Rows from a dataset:
▬▬▬▬▬▬
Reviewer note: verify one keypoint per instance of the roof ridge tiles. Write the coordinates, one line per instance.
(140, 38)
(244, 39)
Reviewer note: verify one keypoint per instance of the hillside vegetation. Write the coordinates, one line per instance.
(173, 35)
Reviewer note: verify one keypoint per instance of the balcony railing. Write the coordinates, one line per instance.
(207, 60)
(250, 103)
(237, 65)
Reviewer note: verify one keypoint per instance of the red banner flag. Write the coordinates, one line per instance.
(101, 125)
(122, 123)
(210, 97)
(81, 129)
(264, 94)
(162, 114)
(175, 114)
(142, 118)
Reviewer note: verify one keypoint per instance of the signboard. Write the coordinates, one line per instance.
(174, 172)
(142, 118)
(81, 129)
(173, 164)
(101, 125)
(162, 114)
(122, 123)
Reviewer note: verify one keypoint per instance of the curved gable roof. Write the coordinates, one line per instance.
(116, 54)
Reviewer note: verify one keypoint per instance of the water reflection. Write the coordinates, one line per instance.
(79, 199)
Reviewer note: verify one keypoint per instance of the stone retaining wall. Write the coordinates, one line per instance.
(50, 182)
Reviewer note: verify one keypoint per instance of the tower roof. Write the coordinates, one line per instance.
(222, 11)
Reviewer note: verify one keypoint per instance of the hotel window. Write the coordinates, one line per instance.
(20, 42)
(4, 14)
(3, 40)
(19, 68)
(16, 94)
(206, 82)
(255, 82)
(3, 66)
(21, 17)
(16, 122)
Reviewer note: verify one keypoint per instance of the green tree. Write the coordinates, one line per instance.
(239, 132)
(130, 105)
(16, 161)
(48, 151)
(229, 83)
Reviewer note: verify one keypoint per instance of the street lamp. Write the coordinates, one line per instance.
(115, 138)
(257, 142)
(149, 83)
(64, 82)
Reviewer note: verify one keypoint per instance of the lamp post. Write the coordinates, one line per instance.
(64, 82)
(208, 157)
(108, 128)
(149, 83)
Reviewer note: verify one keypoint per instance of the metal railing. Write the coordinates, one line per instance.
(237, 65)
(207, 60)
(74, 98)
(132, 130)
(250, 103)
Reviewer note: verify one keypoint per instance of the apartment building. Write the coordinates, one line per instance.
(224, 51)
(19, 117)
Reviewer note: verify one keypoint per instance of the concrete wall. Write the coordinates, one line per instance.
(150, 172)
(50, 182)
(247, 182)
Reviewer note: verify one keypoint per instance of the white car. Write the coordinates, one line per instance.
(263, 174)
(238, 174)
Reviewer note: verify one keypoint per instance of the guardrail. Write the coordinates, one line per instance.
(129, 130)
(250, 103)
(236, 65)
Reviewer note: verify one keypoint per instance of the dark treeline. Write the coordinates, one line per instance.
▬▬▬▬▬▬
What are the lines from the one with "Reviewer note: verify one keypoint per instance of the lamp" through the last line of the records above? Quote them exactly and add nothing.

Solved exercise:
Reviewer note: verify one keypoint per instance of the lamp post. Write the coordinates, one line per instance.
(64, 82)
(208, 157)
(108, 128)
(149, 83)
Reviewer note: verify one keypoint per instance of the metal railing. Write the coordinates, one line per instance.
(237, 65)
(207, 60)
(74, 98)
(132, 130)
(250, 103)
Reviewer note: verify one keypoint per instance of the apartment building. Write the coordinates, one line per instance.
(224, 51)
(19, 117)
Reviewer note: verify one keypoint per instance of the concrete wall. Write the coordinates, one line per instance.
(150, 172)
(50, 182)
(247, 182)
Reviewer note: verify one keypoint per instance of the white car. Write the coordinates, one line per instance.
(263, 174)
(238, 174)
Reviewer note: verify one keypoint per instance of the guardrail. Write the coordinates, one line per instance.
(129, 130)
(250, 103)
(236, 65)
Reviewer note: verify one keypoint per instance of the dark treeline. Write the coordinates, one line per instance.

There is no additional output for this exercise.